It began at the airport and $25 USD for a visa. I handed the guy $40 and got back a handful of Rupiah, the local currency. As I got my bag, a money changer was waving at me from behind her plexiglass window. Outside, I was offered any number of rides with unofficial taxis, at 20 percent off.

Everything, Amy and I discovered, is for sale. And negotiable. Arriving in Ubud, away from the hardcore tourist beach, we were hardly out of our taxi before guys sitting on stoops offered us ‘transport.’ Amy and I both quite like seeing places on foot or bicycle which goes against the grain of cheap and easy taxi rides. But even walking, we were solicited at nearly every storefront we passed.

There’s a desperation about that kind of commerce. When I was trying on a $4 shirt, the woman told me I was her only customer that day. And would I please buy two, because an extra dollar would enable her to feed the little boy playing at her feet. Otherwise, they might not have dinner. So after the obligatory bargaining, I bought two.
She thanked me and touched the bills to the other clothes. “For good luck,” she said. For $4, I erred on the generous side, but there’s no way for me to assess whether her claim to hunger is a genuine need or just a sales ploy.

→ **STORED ROWS**:
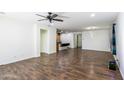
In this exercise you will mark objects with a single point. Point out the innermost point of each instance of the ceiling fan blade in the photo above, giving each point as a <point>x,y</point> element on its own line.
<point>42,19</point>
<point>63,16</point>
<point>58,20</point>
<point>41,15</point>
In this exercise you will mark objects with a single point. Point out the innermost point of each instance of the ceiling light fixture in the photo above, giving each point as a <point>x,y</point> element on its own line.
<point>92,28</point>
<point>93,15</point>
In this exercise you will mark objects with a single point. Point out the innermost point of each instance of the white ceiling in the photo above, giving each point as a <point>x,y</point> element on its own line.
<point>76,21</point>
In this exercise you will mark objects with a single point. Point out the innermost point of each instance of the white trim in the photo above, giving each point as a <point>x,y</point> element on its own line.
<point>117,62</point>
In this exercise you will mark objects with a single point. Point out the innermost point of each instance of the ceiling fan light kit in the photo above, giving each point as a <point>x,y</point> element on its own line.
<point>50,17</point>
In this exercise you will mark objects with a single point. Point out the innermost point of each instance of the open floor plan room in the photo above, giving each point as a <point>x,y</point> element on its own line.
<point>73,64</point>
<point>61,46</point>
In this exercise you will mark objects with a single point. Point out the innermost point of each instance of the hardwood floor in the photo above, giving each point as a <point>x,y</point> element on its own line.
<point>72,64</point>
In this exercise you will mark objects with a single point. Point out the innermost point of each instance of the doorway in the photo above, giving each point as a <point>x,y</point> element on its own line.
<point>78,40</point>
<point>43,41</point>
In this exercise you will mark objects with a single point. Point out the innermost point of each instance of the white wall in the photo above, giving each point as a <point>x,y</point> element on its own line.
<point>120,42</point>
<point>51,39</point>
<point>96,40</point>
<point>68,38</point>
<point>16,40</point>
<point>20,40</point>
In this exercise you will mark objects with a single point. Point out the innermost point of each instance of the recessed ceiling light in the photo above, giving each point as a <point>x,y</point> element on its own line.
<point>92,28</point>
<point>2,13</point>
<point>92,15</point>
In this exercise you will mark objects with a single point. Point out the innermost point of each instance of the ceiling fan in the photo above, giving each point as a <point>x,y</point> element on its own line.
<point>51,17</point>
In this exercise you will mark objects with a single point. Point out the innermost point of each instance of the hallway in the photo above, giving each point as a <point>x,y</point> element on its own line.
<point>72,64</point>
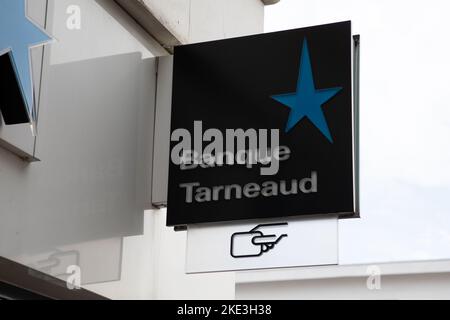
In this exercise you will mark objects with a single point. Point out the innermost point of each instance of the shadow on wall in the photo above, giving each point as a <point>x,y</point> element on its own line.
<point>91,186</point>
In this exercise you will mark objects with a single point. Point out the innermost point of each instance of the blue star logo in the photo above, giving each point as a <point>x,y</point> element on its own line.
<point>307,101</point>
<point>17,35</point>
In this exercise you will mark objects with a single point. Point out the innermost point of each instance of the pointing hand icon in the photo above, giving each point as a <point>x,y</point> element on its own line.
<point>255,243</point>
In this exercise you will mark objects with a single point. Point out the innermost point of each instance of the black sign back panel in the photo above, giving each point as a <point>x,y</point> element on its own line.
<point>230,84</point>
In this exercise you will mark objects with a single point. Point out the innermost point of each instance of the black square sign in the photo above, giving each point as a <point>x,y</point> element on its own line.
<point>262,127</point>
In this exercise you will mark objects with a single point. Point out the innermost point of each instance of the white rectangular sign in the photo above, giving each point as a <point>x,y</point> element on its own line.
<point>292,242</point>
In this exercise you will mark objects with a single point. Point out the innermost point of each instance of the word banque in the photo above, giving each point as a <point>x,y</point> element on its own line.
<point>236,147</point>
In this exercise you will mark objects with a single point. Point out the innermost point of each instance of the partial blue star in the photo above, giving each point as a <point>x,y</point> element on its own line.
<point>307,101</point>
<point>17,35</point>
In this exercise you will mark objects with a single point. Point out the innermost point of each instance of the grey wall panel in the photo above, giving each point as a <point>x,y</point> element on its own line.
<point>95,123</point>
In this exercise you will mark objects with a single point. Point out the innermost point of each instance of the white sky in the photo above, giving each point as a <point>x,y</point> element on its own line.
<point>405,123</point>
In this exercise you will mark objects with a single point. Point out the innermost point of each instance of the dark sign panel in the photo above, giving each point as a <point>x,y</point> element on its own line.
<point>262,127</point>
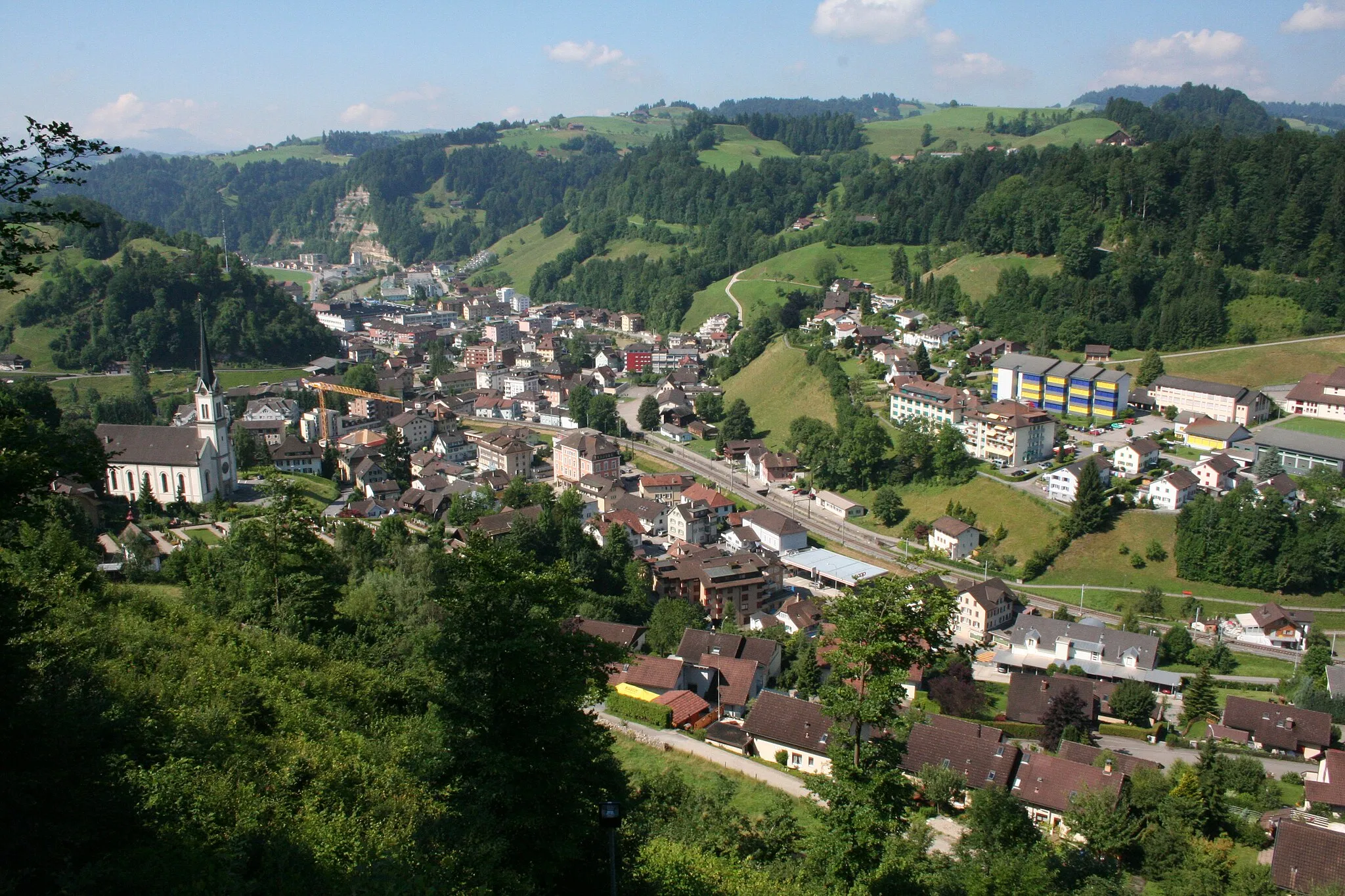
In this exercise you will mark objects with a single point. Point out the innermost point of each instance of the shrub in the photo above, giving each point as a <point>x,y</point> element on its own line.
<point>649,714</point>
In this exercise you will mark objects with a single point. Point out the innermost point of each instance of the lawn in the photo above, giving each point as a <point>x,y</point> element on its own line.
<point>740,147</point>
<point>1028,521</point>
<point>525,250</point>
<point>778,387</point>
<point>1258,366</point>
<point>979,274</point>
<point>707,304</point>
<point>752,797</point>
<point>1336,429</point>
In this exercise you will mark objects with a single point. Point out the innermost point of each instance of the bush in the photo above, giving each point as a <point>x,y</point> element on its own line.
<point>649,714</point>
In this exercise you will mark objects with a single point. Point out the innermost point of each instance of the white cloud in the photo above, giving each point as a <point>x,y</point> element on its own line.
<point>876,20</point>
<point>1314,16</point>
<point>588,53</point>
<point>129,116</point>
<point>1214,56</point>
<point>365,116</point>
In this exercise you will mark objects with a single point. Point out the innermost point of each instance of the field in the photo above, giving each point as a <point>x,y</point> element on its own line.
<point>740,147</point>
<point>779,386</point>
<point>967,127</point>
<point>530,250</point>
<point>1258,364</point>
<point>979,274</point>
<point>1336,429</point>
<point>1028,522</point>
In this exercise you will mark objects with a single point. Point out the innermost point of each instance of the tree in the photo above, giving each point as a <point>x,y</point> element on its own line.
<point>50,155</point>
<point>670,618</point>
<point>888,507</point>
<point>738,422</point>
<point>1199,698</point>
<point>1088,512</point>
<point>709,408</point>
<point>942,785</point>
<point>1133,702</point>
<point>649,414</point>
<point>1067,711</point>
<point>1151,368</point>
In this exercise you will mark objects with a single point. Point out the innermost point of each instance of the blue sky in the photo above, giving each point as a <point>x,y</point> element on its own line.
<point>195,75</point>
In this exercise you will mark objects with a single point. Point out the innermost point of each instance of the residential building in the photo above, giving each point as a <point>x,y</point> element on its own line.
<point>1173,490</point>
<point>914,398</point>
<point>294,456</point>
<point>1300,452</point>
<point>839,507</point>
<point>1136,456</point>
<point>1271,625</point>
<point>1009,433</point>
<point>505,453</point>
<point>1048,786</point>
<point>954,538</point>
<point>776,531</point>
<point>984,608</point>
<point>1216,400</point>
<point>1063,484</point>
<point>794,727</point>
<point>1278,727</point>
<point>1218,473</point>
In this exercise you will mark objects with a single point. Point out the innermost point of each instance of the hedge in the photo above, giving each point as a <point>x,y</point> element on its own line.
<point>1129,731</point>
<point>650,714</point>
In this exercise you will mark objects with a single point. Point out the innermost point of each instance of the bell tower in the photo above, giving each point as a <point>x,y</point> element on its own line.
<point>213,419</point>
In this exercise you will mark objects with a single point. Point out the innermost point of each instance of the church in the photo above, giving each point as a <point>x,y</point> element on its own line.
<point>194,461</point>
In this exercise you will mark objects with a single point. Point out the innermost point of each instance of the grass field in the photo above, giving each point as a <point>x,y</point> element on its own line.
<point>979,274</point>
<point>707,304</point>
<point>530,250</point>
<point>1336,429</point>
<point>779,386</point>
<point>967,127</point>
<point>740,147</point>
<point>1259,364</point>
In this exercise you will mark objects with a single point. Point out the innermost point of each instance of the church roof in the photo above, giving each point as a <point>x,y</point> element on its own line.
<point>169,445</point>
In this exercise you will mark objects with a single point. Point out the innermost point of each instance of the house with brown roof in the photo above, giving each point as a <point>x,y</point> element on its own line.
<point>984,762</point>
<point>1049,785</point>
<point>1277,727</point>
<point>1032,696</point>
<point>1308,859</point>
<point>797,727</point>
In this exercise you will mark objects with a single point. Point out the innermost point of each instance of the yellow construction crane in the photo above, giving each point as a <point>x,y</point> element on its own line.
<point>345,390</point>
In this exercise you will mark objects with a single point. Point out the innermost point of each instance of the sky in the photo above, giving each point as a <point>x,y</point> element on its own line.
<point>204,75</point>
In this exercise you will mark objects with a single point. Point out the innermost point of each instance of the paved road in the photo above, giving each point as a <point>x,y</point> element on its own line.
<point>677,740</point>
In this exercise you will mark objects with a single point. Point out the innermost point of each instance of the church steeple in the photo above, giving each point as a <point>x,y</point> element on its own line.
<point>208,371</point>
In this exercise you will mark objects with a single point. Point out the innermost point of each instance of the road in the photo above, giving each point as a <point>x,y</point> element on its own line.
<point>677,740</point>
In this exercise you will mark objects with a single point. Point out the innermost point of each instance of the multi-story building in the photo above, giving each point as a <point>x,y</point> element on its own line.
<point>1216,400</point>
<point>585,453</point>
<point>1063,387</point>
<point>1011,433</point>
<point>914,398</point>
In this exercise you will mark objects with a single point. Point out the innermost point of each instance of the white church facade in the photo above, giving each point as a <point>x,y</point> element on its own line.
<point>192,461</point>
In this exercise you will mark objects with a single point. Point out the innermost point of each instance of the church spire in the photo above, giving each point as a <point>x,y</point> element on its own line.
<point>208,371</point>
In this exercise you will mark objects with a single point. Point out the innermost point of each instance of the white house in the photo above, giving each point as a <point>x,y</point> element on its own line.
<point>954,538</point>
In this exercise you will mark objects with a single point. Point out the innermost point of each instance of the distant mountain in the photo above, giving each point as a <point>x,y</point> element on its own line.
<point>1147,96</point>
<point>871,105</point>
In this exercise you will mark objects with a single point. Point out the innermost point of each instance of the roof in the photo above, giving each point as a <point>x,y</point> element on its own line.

→ **WRITTEN INSTRUCTION 1**: Copy from the travel passage, beginning at the words "There’s a desperation" and stopping after "a sales ploy.".
→ **WRITTEN INSTRUCTION 2**: In the travel passage, why does the narrator end up buying two shirts instead of one?

→ **ANSWER 1**:
There’s a desperation about that kind of commerce. When I was trying on a $4 shirt, the woman told me I was her only customer that day. And would I please buy two, because an extra dollar would enable her to feed the little boy playing at her feet. Otherwise, they might not have dinner. So after the obligatory bargaining, I bought two.
She thanked me and touched the bills to the other clothes. “For good luck,” she said. For $4, I erred on the generous side, but there’s no way for me to assess whether her claim to hunger is a genuine need or just a sales ploy.

→ **ANSWER 2**: The woman selling the $4 shirt said the narrator was her only customer that day and asked for a second purchase, because the extra dollar would let her feed the little boy playing at her feet. Otherwise, she said, they might not have dinner. So after the bargaining, the narrator bought two.